Reproduce every one of the entries below word for word, keeping their order.

**Records for this task:**
+ + + + + + +

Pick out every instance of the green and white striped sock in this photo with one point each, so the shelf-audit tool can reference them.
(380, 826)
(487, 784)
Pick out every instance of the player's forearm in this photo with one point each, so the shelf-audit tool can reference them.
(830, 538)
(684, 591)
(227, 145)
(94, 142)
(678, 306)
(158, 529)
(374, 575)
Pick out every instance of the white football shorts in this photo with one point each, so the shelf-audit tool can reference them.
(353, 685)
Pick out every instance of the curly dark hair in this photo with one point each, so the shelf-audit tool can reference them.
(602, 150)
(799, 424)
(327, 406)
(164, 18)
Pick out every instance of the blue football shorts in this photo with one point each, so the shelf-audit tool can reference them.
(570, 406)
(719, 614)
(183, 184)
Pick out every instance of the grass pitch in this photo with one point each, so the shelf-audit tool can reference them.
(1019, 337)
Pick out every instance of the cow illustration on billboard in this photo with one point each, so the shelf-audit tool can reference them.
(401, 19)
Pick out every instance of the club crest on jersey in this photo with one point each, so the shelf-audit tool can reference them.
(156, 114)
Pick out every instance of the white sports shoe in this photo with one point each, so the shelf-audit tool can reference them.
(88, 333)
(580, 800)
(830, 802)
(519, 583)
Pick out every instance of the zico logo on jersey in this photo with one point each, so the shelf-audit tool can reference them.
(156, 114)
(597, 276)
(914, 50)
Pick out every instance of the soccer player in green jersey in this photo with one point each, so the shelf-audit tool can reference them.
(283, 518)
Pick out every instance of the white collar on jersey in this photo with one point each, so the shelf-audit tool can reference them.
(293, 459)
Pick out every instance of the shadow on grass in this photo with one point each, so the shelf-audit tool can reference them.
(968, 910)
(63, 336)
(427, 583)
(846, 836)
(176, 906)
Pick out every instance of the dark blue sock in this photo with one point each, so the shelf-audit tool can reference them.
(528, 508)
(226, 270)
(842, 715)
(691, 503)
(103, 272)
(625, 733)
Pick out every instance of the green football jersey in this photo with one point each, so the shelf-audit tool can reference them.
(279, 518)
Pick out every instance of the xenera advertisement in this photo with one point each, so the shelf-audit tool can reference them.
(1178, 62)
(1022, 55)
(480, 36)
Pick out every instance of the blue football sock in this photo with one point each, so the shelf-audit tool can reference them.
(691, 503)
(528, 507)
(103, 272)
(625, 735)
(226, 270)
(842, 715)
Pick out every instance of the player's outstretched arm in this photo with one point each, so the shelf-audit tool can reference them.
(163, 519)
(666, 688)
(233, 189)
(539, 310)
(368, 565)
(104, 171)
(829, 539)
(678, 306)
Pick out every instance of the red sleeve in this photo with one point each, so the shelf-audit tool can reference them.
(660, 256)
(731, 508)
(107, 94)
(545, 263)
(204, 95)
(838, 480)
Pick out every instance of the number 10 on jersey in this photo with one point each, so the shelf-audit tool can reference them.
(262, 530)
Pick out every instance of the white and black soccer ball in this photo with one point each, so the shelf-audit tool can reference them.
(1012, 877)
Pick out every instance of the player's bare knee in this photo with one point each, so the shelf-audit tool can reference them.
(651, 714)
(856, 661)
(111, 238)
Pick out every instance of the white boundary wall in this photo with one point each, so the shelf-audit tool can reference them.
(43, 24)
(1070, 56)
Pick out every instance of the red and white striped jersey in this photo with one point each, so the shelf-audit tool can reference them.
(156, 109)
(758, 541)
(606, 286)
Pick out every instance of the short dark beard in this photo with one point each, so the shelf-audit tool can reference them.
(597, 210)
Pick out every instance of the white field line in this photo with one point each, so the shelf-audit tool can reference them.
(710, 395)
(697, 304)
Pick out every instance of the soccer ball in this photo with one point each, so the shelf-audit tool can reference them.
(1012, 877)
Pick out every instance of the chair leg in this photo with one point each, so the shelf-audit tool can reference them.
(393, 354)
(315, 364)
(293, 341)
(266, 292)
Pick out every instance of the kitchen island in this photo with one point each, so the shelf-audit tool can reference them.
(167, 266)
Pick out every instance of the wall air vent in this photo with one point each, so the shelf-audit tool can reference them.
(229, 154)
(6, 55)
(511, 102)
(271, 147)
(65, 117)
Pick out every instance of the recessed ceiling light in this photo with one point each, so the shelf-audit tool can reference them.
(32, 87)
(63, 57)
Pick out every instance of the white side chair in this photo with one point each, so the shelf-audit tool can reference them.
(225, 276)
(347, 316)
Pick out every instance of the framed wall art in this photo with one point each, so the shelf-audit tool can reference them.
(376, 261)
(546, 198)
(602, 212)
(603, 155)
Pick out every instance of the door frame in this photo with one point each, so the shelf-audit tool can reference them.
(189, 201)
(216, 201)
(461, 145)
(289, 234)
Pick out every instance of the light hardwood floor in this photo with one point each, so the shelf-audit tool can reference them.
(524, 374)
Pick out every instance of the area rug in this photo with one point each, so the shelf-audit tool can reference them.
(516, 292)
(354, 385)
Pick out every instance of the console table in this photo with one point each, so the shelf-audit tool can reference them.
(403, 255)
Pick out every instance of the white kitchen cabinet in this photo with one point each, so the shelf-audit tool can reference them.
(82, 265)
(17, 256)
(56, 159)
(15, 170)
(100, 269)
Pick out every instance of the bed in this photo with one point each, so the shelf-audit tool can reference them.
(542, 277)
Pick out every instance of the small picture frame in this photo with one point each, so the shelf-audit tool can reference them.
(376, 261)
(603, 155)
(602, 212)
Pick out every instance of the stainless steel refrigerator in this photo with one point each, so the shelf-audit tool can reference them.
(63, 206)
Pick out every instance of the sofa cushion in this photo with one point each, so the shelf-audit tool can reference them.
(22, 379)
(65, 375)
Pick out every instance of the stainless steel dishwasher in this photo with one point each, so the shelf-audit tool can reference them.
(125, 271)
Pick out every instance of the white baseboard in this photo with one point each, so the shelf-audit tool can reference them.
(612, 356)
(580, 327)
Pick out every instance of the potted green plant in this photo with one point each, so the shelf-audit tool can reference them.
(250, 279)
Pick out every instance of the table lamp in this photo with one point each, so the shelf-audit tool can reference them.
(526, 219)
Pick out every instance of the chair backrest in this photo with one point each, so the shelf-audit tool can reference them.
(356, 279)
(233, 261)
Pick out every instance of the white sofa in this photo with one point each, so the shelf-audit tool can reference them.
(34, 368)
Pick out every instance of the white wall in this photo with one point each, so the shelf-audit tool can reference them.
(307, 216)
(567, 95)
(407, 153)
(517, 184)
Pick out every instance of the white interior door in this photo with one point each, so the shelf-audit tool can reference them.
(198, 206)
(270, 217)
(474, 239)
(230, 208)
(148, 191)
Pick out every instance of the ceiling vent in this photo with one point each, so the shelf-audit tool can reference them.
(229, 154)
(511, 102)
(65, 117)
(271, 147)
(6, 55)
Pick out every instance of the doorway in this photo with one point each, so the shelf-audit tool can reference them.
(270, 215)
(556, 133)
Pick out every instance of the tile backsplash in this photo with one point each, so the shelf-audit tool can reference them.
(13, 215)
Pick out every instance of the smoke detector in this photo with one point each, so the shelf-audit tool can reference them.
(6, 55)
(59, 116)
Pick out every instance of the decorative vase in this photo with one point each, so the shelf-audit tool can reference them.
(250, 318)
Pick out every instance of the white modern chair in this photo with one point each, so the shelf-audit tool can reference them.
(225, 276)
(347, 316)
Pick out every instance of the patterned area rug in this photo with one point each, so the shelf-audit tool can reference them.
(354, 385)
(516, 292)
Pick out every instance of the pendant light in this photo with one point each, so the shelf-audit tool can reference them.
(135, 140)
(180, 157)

+ + + + + + +

**Reply to the task:**
Pick out every instance of the green and white striped sock in this photo with one point each, so the shelf-audit tool can reference them.
(380, 826)
(487, 784)
Pick out every instance of the player's forearm in this photo with one point each, so the shelf-audit tool can reference them.
(830, 538)
(684, 591)
(227, 145)
(94, 142)
(678, 306)
(158, 529)
(374, 575)
Pick out every instance of the white football shorts in this photo with one point each, so the shelf-audit tool can reference them.
(353, 685)
Pick out every instance of the curly dark hair in this photo with one point each, so the shelf-audit tool can reference them.
(602, 150)
(799, 424)
(327, 406)
(164, 18)
Pick out every instance of the blue football shorts in this photo with one point each, so the shelf-audit tool can reference them.
(570, 406)
(719, 614)
(183, 184)
Pick out every instance of the grass pitch in this photo with one point each, so the shelf-audit tool can reference them.
(1019, 337)
Pick out every instance of the cow illustration on billboard in this photo with one point each, so the shelf-audit tool can reference them.
(401, 19)
Pick out every instance of the club crest on jersey in this photo with one point each, so the shelf-audit tool can reference them.
(156, 114)
Pick out every instance of the white sports shoe in this photo with one point each, so the shelf-audit tool can reference them.
(88, 333)
(580, 800)
(830, 802)
(519, 583)
Pick out every instance of the zico logo on jersey in this photo with one point each, so the shelf-audit tool can reference them.
(156, 114)
(597, 276)
(914, 50)
Pick out every instance of the soccer player in green jersey in this photo with one point each, so the shelf-audit tool can reference them.
(283, 518)
Pick out every instance of the white collar on jersey in this photo with one point each, so the shelf-audit tool can reference them.
(293, 459)
Pick out every instance of the shadow on grass in this photo with one point each, so the shelf-audit tool can reference them.
(968, 910)
(63, 336)
(427, 583)
(846, 836)
(176, 906)
Pick out every instance of the dark blue sock in this photo with one point each, so the shelf-audit tool can reference them.
(528, 508)
(226, 270)
(842, 715)
(691, 503)
(103, 272)
(625, 733)
Pick out every instance of the green football jersey in this photo with one point each, so the shelf-audit tool can reference them.
(279, 518)
Pick out every instance of the xenera advertisement in this photo with one point each, so the shelf-audit tool can reference them.
(1178, 62)
(1022, 55)
(480, 36)
Pick out every instance of the blue football sock in this photo with one point each, so the shelf-audit tool can reference them.
(691, 503)
(528, 507)
(103, 272)
(625, 735)
(226, 270)
(842, 715)
Pick out every instance of the player's outstretched arm in this photo with one point each, so the shelf-audit tool can reference them.
(163, 519)
(666, 688)
(233, 189)
(539, 310)
(368, 565)
(104, 171)
(829, 539)
(678, 306)
Pick out every instance of the red sleeve in this photo with one point each, so the shelf-audit tool can reference them.
(660, 256)
(731, 508)
(107, 94)
(545, 263)
(204, 95)
(838, 480)
Pick out every instance of the number 10 on jersey in this photo with one point each, so the shelf-audit tool can reference them.
(262, 530)
Pick out every instance of the white and black soccer ball in this photo with one point each, so the shelf-audit tool can reference them.
(1012, 877)
Pick out every instance of the player's bare knee in this photo with one point each, so the shelf-audit tool can reference them.
(651, 714)
(856, 661)
(111, 238)
Pick out every instance of the white boundary wall in this photo with one point each, so the shelf-audit tool can reference them.
(43, 24)
(1070, 56)
Pick out every instance of the red and white striped jersey in this photo with one point each, so the shelf-audit tool can reference them.
(156, 109)
(758, 541)
(606, 286)
Pick out every instance of the short dark beard in this photo with one point each, so the shelf-audit tool can reference them.
(597, 210)
Pick out every instance of the white field line in this photo with one point each, so the shelf-audit tool can reference them.
(710, 395)
(697, 304)
Pick out every instance of the soccer ball in this photo with one point each, so the shelf-audit tool can reference them.
(1012, 877)
Pick out every instance of the chair leg in this photo with one point each, so the shelf-audit tool can reference them.
(393, 354)
(315, 364)
(293, 341)
(266, 292)
Pick out every instance of the kitchen island in this photo with one point each, so the shelf-audit tool can reference them.
(167, 266)
Pick out every instance of the wall air vent in this photo with one point each, so the shelf-audit tool can reference them.
(229, 154)
(6, 55)
(511, 102)
(271, 147)
(65, 117)
Pick out every instance of the recessed ceiling light in this photo with one point each, so the shelf-audit tool can reference them.
(32, 87)
(63, 57)
Pick out every instance of the white side chair in this photo with one point each, so the shelf-audit tool can reference them.
(225, 276)
(347, 316)
Pick out every instance of the framed wall art in this photo with one point each, so the shelf-audit tool can reference them.
(376, 261)
(546, 198)
(602, 212)
(603, 155)
Pick out every instance of the door frame in this photo with one point each, so the shelf-audit tool can reference them.
(189, 201)
(216, 201)
(461, 145)
(289, 234)
Pick out every instance of the light hardwood floor in this photo with one point each, so the shelf-audit tool can reference them.
(524, 374)
Pick out every instance of the area rug in this photo with one point each, so the shelf-audit tool can reference them.
(516, 292)
(354, 385)
Pick out every instance of the console table in this photo with one point each, so the shelf-audit tool can reference them.
(403, 255)
Pick out every instance of the white kitchen cabinet in this photo with one point each, so the shelf-audit tool can reference them.
(82, 265)
(17, 256)
(56, 159)
(15, 170)
(100, 269)
Pick out every instance of the bed in this photo with one point each, so the shelf-audit tool can reference them.
(542, 277)
Pick out every instance of the small picture frame in this photo with one point each, so the shelf-audit tool can reference them.
(376, 261)
(603, 155)
(602, 212)
Pick out every instance of the stainless steel refrigerator in this photo with one point each, so the shelf-audit tool can reference them.
(63, 206)
Pick out every instance of the sofa cushion in this photo with one point each, so the shelf-audit tool can reference them.
(22, 379)
(65, 375)
Pick out every instance of the stainless steel dishwasher in this photo with one point each, so the shelf-audit tool can reference them.
(125, 271)
Pick out every instance of the white baseboard in this photo with one point each, so the shelf-audit tool can reference them.
(612, 356)
(580, 327)
Pick out every instance of the potted green plant in this photo with one point each, so the shelf-audit tool can reference them.
(250, 279)
Pick out every instance of the table lamp in this photo with one point each, so the shelf-audit tool can reference them.
(526, 219)
Pick out every instance of the chair backrest in this photo with one point each, so the shelf-audit tool can reference them.
(356, 279)
(233, 261)
Pick out every instance of the white sofa in this photo with one point each, so the shelf-audit tool can reference them.
(34, 368)
Pick out every instance of the white wall in this photo with one point each, so the shelf-audit tool can reference them.
(307, 216)
(567, 95)
(407, 153)
(517, 184)
Pick out every instance of the white interior door in this photo with one point each, so the shelf-audit tool can reference them.
(198, 206)
(270, 217)
(474, 239)
(230, 208)
(148, 191)
Pick out every instance of the ceiling vent in this photo with one point each, so the shelf-audit tool can reference them.
(229, 154)
(511, 102)
(65, 117)
(271, 147)
(6, 55)
Pick out every instance of the doorway in this photo with one point each, so the shelf-audit tool can reference them.
(270, 215)
(556, 133)
Pick out every instance of the tile backsplash in this photo with one point each, so the shelf-audit tool can reference them.
(13, 215)
Pick out every instance of the smoke detector in this photo with one point each, so the shelf-audit tool can reference them.
(6, 55)
(59, 116)
Pick out every instance of the decorative vase in this photo with one point each, so the shelf-audit tool can reference them.
(250, 318)
Pick out every instance of the white modern chair in this photo with one point each, so the shelf-audit tool can reference them.
(225, 276)
(347, 316)
Pick out every instance of the patterned area rug in this photo with one point each, so the shelf-audit tool can reference them.
(354, 385)
(516, 292)
Pick out every instance of the pendant light in this photo with one point each, so the shelf-audit tool can reference them.
(135, 140)
(180, 157)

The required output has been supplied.